*ЗАДАНИЕ*:
Поменяйте «even-odd fill» на «nonzero fill» во всех данных ниже и приведите их заново, больше ничего не меняя.

*ИСХОДНЫЕ ДАННЫЕ*:
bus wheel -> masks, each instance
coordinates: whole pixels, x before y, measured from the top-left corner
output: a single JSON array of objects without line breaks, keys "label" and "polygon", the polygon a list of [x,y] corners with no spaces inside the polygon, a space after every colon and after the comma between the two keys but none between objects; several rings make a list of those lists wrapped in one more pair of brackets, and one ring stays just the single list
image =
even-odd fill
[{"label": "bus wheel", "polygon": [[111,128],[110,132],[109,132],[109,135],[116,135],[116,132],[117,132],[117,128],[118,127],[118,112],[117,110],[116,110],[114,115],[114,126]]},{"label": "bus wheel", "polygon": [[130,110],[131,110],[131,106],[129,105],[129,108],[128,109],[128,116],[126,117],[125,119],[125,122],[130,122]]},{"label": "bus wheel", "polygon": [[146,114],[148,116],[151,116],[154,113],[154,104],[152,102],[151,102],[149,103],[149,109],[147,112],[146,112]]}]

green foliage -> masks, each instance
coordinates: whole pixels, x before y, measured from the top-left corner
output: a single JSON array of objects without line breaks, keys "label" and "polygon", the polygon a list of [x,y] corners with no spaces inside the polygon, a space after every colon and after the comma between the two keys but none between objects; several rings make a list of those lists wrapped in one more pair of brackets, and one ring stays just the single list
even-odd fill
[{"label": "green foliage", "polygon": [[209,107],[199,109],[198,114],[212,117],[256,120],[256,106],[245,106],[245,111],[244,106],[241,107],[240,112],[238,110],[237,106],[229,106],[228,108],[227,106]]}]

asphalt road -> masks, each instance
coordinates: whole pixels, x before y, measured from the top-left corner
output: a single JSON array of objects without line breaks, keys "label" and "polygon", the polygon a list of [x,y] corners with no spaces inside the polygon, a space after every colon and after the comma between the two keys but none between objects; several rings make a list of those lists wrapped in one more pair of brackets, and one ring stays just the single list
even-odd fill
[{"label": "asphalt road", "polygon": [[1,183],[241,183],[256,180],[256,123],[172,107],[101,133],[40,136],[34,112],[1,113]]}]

*ГОТОВОЕ ЗАДАНИЕ*:
bus wheel -> masks, each instance
coordinates: whole pixels, x before y, measured from the top-left corner
output: a single JSON array of objects without line breaks, keys "label" and "polygon", the polygon a list of [x,y] corners with no spaces inside the polygon, a space after every colon and after the comma between the two keys but none between objects; several rings make a list of those lists wrapped in one more pair of brackets, and one ring stays just the single list
image =
nonzero fill
[{"label": "bus wheel", "polygon": [[111,128],[110,132],[109,132],[109,135],[116,135],[116,132],[117,132],[117,128],[118,127],[118,112],[117,110],[116,110],[114,115],[114,126]]},{"label": "bus wheel", "polygon": [[130,110],[131,110],[131,106],[129,105],[129,108],[128,109],[128,116],[126,117],[125,119],[125,122],[130,122]]},{"label": "bus wheel", "polygon": [[146,114],[148,116],[151,116],[154,113],[154,104],[152,102],[151,102],[149,103],[149,109],[147,112],[146,112]]}]

green foliage -> masks, each instance
coordinates: whole pixels, x before y, measured from the top-left corner
output: a single JSON array of objects without line breaks, keys "label" and "polygon", the polygon a list of [x,y] corners with no spaces inside the polygon, a space after every colon and after the comma between the two keys but none between objects; several rings make a list of those lists wrapped in one more pair of brackets, and one ring stays just the single list
nonzero fill
[{"label": "green foliage", "polygon": [[209,107],[199,109],[198,114],[212,117],[256,120],[256,106],[245,106],[245,111],[244,106],[241,107],[240,112],[238,110],[237,106],[229,106],[228,108],[227,106]]}]

asphalt road -> masks, each instance
coordinates: whole pixels, x before y, measured from the top-left corner
output: a single JSON array of objects without line breaks, keys "label" and "polygon", the polygon a list of [x,y] corners with no spaces inside the polygon, a space after every colon and after the comma between the two keys but none between objects; several rings make a list of those lists wrapped in one more pair of brackets, and one ring stays just the single list
nonzero fill
[{"label": "asphalt road", "polygon": [[1,183],[241,183],[256,180],[256,123],[172,107],[101,133],[40,136],[34,112],[1,113]]}]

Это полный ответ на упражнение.